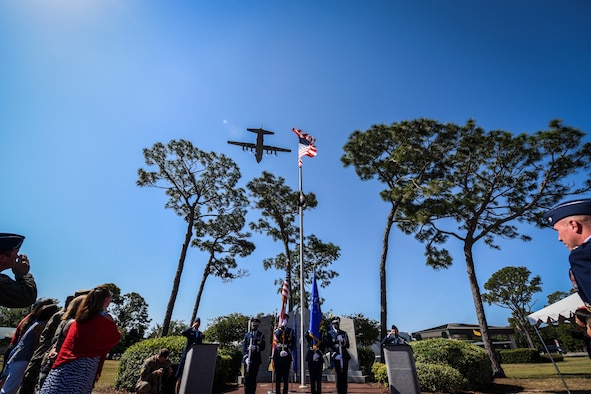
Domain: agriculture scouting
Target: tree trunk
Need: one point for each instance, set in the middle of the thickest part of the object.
(383, 260)
(177, 278)
(496, 365)
(200, 291)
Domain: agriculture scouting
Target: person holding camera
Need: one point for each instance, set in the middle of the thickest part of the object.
(20, 292)
(155, 370)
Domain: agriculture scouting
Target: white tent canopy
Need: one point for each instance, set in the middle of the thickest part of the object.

== == ==

→ Problem to solve: Arrange the lines above as a Markdown table with the columns "Row" and "Line": number each line in order, skip blank lines, and leave out the pictures.

→ In response:
| Row | Line |
|---|---|
| 1 | Domain: agriculture scouting |
| 2 | Target: tree trunk |
| 3 | Need: one point for each instance, set in the middle of the thickest part of the object. |
| 4 | (383, 260) |
| 5 | (177, 278) |
| 6 | (496, 365) |
| 7 | (200, 291) |
| 8 | Domain: agriculture scouting |
| 9 | Target: person holding camera |
| 10 | Need: one point for each instance, set in the middle of the thickest part of the object. |
| 11 | (20, 292) |
| 12 | (155, 370) |
| 13 | Domain: agriculture scouting |
| 14 | Target: white tent canopy |
| 15 | Need: one point for each instance, set in the middle of the thickest part of the object. |